++++ Extracted entries
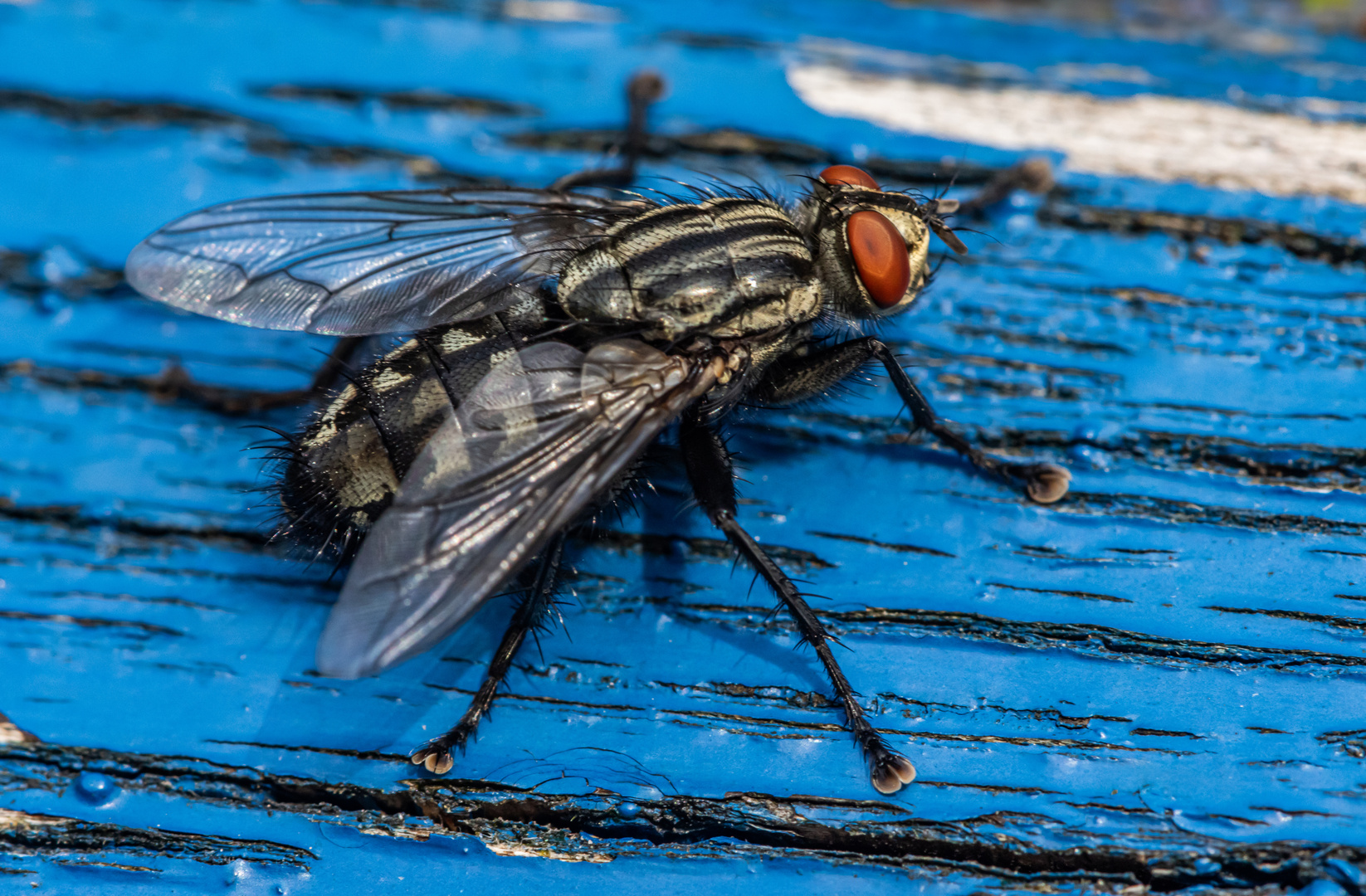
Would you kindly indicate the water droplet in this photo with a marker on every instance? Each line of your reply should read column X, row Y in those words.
column 96, row 788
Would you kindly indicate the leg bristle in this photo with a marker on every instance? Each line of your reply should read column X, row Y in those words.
column 892, row 772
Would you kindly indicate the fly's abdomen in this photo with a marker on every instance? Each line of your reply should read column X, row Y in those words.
column 729, row 266
column 343, row 470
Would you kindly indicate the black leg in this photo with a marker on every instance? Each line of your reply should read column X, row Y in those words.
column 714, row 484
column 641, row 93
column 539, row 596
column 803, row 377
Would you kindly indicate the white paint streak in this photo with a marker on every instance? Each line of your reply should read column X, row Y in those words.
column 1156, row 137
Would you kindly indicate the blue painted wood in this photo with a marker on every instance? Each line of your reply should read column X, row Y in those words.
column 1120, row 690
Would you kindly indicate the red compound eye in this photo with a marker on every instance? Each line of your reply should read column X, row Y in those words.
column 880, row 257
column 850, row 175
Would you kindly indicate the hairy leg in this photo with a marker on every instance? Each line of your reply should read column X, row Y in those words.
column 714, row 484
column 436, row 754
column 803, row 377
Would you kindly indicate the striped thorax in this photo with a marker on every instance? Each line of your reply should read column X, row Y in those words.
column 725, row 268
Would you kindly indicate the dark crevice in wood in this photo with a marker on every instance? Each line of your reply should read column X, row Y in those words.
column 71, row 517
column 137, row 629
column 173, row 384
column 1188, row 513
column 1192, row 227
column 421, row 100
column 1100, row 640
column 257, row 137
column 1085, row 596
column 710, row 548
column 1334, row 621
column 888, row 545
column 27, row 834
column 995, row 845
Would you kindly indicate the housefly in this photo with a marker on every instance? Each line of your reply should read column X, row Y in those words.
column 555, row 334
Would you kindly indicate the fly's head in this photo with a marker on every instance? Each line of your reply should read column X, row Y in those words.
column 873, row 246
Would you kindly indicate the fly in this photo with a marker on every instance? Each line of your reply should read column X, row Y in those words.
column 555, row 335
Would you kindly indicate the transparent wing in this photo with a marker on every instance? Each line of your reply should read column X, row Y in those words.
column 543, row 435
column 351, row 264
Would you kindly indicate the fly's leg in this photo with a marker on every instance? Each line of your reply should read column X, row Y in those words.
column 714, row 484
column 641, row 93
column 175, row 384
column 803, row 377
column 530, row 614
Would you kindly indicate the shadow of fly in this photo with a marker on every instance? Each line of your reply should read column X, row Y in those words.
column 555, row 334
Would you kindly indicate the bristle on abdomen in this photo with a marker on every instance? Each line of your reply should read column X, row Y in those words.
column 346, row 466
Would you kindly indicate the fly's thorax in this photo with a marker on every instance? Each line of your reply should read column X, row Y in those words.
column 843, row 215
column 725, row 266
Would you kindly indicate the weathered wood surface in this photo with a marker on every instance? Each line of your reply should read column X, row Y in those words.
column 1156, row 683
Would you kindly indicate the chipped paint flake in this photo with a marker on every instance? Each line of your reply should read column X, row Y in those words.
column 1148, row 135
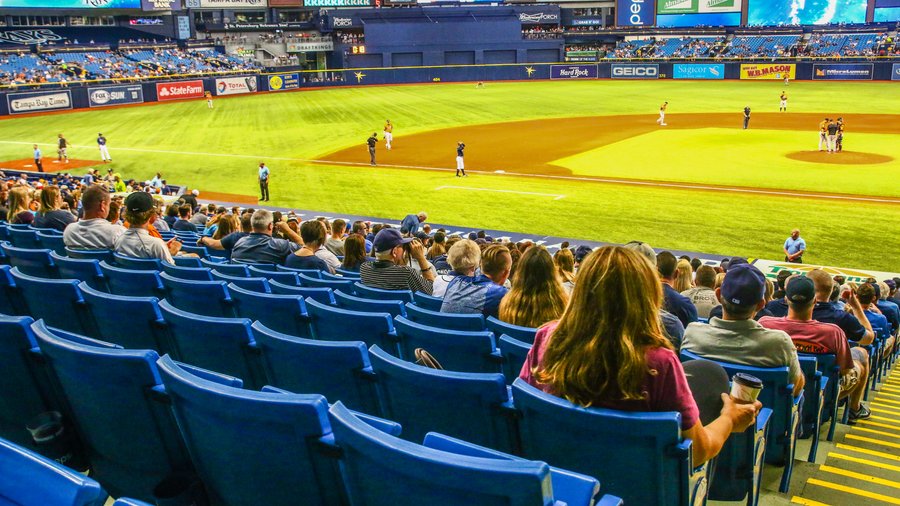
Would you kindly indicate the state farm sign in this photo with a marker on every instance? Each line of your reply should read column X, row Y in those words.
column 179, row 90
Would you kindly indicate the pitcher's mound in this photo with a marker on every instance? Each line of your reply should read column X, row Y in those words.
column 841, row 158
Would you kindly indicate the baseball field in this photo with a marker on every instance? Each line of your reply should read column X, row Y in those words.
column 582, row 159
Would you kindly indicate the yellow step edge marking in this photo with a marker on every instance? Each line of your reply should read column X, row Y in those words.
column 872, row 440
column 850, row 490
column 860, row 476
column 867, row 462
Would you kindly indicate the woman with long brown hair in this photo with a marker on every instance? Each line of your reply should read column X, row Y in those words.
column 537, row 296
column 608, row 350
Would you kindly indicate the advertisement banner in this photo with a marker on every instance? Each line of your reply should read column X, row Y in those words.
column 573, row 72
column 634, row 71
column 115, row 95
column 768, row 71
column 281, row 82
column 844, row 71
column 236, row 85
column 634, row 12
column 179, row 90
column 21, row 103
column 698, row 71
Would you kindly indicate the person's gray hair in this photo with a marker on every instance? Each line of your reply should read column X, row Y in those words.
column 464, row 256
column 261, row 219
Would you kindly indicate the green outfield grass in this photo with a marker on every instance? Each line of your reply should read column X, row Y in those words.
column 218, row 151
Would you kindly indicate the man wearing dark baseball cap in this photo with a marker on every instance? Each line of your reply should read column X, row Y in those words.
column 738, row 339
column 399, row 264
column 814, row 337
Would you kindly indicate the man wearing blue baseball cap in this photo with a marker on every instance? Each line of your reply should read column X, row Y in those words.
column 738, row 339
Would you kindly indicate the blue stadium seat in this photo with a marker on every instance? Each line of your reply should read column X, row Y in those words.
column 187, row 273
column 449, row 321
column 368, row 292
column 87, row 270
column 473, row 407
column 392, row 307
column 58, row 301
column 131, row 439
column 640, row 457
column 455, row 350
column 425, row 301
column 34, row 262
column 282, row 456
column 323, row 295
column 29, row 479
column 131, row 282
column 137, row 264
column 524, row 334
column 382, row 470
column 145, row 329
column 338, row 370
column 210, row 298
column 335, row 324
column 281, row 313
column 222, row 345
column 514, row 353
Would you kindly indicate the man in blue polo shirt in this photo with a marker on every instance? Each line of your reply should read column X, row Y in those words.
column 794, row 247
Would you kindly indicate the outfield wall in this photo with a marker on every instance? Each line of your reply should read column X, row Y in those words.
column 99, row 95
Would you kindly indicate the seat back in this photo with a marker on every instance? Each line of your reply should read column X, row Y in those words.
column 28, row 478
column 455, row 350
column 639, row 457
column 282, row 313
column 338, row 370
column 223, row 345
column 278, row 461
column 383, row 470
column 131, row 440
column 210, row 298
column 468, row 406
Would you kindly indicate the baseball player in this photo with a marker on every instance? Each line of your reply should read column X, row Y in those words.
column 388, row 134
column 104, row 151
column 460, row 161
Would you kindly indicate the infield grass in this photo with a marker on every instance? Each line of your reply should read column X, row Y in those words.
column 218, row 151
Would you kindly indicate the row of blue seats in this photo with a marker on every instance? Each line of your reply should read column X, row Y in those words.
column 143, row 418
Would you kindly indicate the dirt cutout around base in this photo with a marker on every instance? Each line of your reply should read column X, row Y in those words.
column 839, row 158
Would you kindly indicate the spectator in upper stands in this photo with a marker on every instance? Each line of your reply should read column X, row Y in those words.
column 313, row 236
column 537, row 295
column 410, row 224
column 602, row 350
column 854, row 323
column 675, row 303
column 810, row 336
column 736, row 337
column 389, row 271
column 703, row 296
column 259, row 246
column 50, row 214
column 136, row 241
column 92, row 231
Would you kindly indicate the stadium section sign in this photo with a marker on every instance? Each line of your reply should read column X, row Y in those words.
column 179, row 90
column 236, row 85
column 115, row 95
column 21, row 103
column 698, row 71
column 768, row 71
column 844, row 71
column 634, row 71
column 573, row 72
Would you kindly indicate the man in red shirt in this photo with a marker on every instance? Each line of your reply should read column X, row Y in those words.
column 814, row 337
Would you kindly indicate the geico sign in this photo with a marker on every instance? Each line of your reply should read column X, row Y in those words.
column 635, row 71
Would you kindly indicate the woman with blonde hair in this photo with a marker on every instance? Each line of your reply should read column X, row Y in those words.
column 537, row 296
column 608, row 350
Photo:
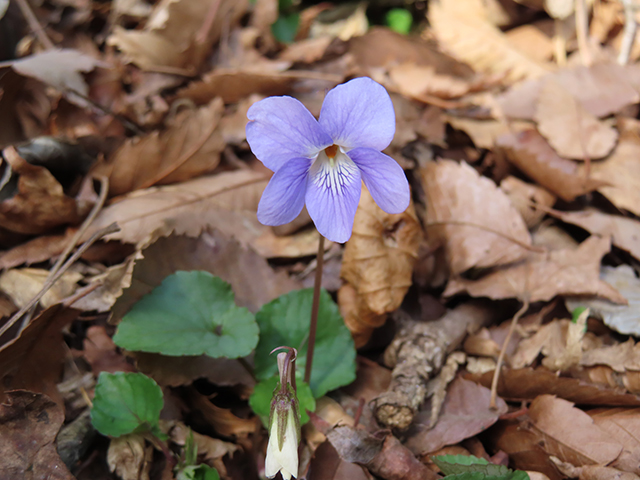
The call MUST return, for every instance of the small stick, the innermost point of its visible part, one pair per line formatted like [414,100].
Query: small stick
[496,372]
[317,284]
[629,35]
[49,283]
++++++++
What is required:
Although the records include pictures, the copy should reproduce every line exactly and none of the pictures.

Answer area:
Would you kindly indicate the water droplet in this photo with a marker on every instance? Each line of your reply should read column X, row Y in those words.
column 96, row 788
Would you kindly indicate the leg bristle in this photo with a marker on every instance? Each line of your reply should read column X, row Y in those words.
column 892, row 772
Would you kindly indicate the fly's abdomen in this photo with a marker on every instance? Each line of your reply should read column X, row Y in those words.
column 729, row 266
column 343, row 470
Would you kindly indicate the black leg in this photo with a marker on every instance? Each line of your reply should read column X, row Y in those words.
column 714, row 484
column 641, row 93
column 539, row 596
column 803, row 377
Would you kindly indicate the white paint streak in this photo with a marker on every instance? Each line of your reply should read column X, row Y in those words.
column 1156, row 137
Would you kindly indicate the blue painted wood in this photo with a marker on every instance? Each line of your reply should read column X, row Y in those words.
column 1120, row 690
Would you kindly indicate the red compound eye in this photo with a marker on every instance? Each line of your reply should read column X, row Y in those words.
column 880, row 257
column 850, row 175
Would you kindly indicate the hairy leg in this photo with a marker on every instance? Each line of your reply should read column X, row Y in those words.
column 714, row 484
column 436, row 754
column 803, row 377
Would you kindly indicate the striped thorax in this photo with a marker on every instance? Each line of your reply should read column X, row Y in those words.
column 725, row 268
Would you kindly indicate the dark crevice in wood in this photo with a marker on every instance? Each line of your reply should read column X, row Y in those words.
column 71, row 517
column 137, row 629
column 173, row 384
column 1188, row 513
column 1192, row 227
column 421, row 100
column 1100, row 640
column 257, row 137
column 1085, row 596
column 710, row 548
column 1334, row 621
column 888, row 545
column 27, row 834
column 995, row 845
Would you kindly indicate the housefly in this photo with a marker on every instance? Each line of your reply should read column X, row Y in those words.
column 555, row 334
Would you kindly indicate the fly's head in this photo with a marker on every instance? Each line of your reply should read column X, row Y in those words.
column 873, row 246
Would you kindly indicate the fly in this photo with a marker on every instance? Each line of your reply should read column X, row Y in those words.
column 555, row 335
Would you kindly indicate the transparent wing in this photo with a marker on every instance? Each line of your reply should read column X, row Y in those words.
column 543, row 435
column 351, row 264
Would you kindly indicate the fly's leg in this photo with a marker on every instance? Each line of your reply should read column X, row Y in those words.
column 714, row 484
column 641, row 93
column 175, row 384
column 803, row 377
column 530, row 614
Would you kindly indicate the shadow of fly in this photo with a marker on every instance? Each line of your reply should read column X, row Y in those words.
column 555, row 334
Would you kindly indicate the bristle on abdomen in this photo with a marker on every instance? Each line of your reply should read column X, row Y in those words.
column 346, row 466
Would you kindly indicate the fly's thorax in this photo with a marker on every instance? Each line of your reply should read column X, row Y in those words.
column 843, row 215
column 725, row 266
Would you kindly indicate the weathered wood surface in this photo with a marker on every instance? Each line of your reply should read column X, row Y in those words.
column 1156, row 683
Would you kindly indicate the chipped paint flake in this photo with a marker on every instance? Each line of your reply should read column X, row Y in those words.
column 1148, row 135
Would you kindly indicate the state farm sign in this photo with a marker on every instance? Each line of your reply should read column X, row Y in those words.
column 179, row 90
Would you kindly indicate the pitcher's mound in this photo with a marker on every instance? Each line of your reply should read column X, row Y in those words.
column 841, row 158
Would you kindly indicate the baseball field in this photo with a marker on every instance? Each line of your reply should read column X, row Y in those words.
column 582, row 159
Would you kindly indicate the yellow step edge marking in this photo with a marker on every instance? Each line of your reply should read column X, row Y in those words.
column 872, row 440
column 850, row 490
column 860, row 476
column 867, row 462
Would you kindly indicate the woman with long brown hair in this photo with a marker on every instance? Each line of your reply should read column X, row Y in those words.
column 537, row 296
column 608, row 350
Would you kindly indicate the advertisement banner in this photo with a marker on every instance? Each line of your reply should read column X, row Y in those words.
column 573, row 72
column 634, row 71
column 115, row 95
column 768, row 71
column 281, row 82
column 844, row 71
column 236, row 85
column 634, row 12
column 179, row 90
column 21, row 103
column 698, row 71
Would you kindly indicate the person's gray hair in this photo with a marker on every instance? Each line of your reply should read column X, row Y in those words.
column 464, row 256
column 261, row 219
Would you kindly indicate the green outfield grass in this photo with a marker on every instance? Each line of your reply should read column X, row Y in those words.
column 218, row 151
Would you kindly indicate the man wearing dark baseball cap in this photo with a marker on every instance? Each line of your reply should read column X, row Y in those words.
column 738, row 339
column 399, row 264
column 814, row 337
Would you kindly indicate the man wearing blue baseball cap in this photo with a marker on every instance? Each line of your reply should read column X, row Y in those words.
column 738, row 339
Would you kindly indicate the blue stadium seat in this photo with a marker on every instance? Each line of your reply should read column X, row Y in those words.
column 187, row 273
column 449, row 321
column 368, row 292
column 87, row 270
column 473, row 407
column 392, row 307
column 58, row 301
column 131, row 439
column 640, row 457
column 455, row 350
column 425, row 301
column 34, row 262
column 282, row 456
column 323, row 295
column 29, row 479
column 131, row 282
column 137, row 264
column 524, row 334
column 382, row 470
column 145, row 329
column 338, row 370
column 210, row 298
column 335, row 324
column 281, row 313
column 222, row 345
column 514, row 353
Would you kindly indicate the man in blue polo shirt in this photo with a marker on every instance? Each line of your reply should read column X, row Y in those words.
column 794, row 247
Would you kindly indicate the outfield wall in this photo with a marker on every instance? Each line of your reply should read column X, row Y in those words.
column 99, row 95
Would you kindly indicate the seat back in this photo with a marker on every instance? Each line of your reply should read column X, row Y in those words.
column 28, row 478
column 455, row 350
column 639, row 457
column 282, row 313
column 338, row 370
column 223, row 345
column 278, row 461
column 383, row 470
column 131, row 440
column 210, row 298
column 468, row 406
Would you kindly indicate the baseball player in this photo with a marker on every instance? Each line of your reply should read column X, row Y in those words.
column 388, row 134
column 104, row 151
column 460, row 161
Would you kindly indicate the infield grass in this photo with a marker on every instance? Each line of your reply should read column X, row Y in those words.
column 218, row 151
Would you kindly indicate the row of blue seats in this photo with a marker on every instance? Each line of your reply should read column X, row Y in those words.
column 143, row 418
Would you kindly indicate the dirt cutout around base in this photo with a marker on every instance? Each line of your reply should read column X, row Y in those words.
column 839, row 158
Would you kindly indicate the spectator in upper stands in this photo with a marker on every instance? Each line of your reply should read column X, row Y in those words.
column 313, row 236
column 537, row 295
column 410, row 224
column 602, row 350
column 854, row 323
column 675, row 303
column 810, row 336
column 736, row 337
column 389, row 271
column 703, row 296
column 259, row 246
column 50, row 214
column 136, row 241
column 92, row 231
Would you kindly indicate the stadium section sign in this photo with a marker on every instance? Each line of your reply should read column X, row Y in those words.
column 179, row 90
column 236, row 85
column 115, row 95
column 21, row 103
column 698, row 71
column 768, row 71
column 844, row 71
column 634, row 71
column 573, row 72
Would you kindly indicate the man in red shirt in this photo with a marker on every instance? Each line of your reply should read column X, row Y in those words.
column 814, row 337
Would you kindly indicate the geico sign in this photo with a marker on every instance? Each line of your reply should read column X, row Y in those words.
column 635, row 71
Would you kindly indicate the woman with blonde hair in this photo with a marker on every instance? Each line of your reply should read column X, row Y in those words.
column 537, row 296
column 608, row 350
Photo:
The call MUST return, for every instance of the small stick, the innermost point of its visible part, one pair per line formatted like [414,100].
Query: small stick
[496,372]
[317,284]
[629,35]
[49,283]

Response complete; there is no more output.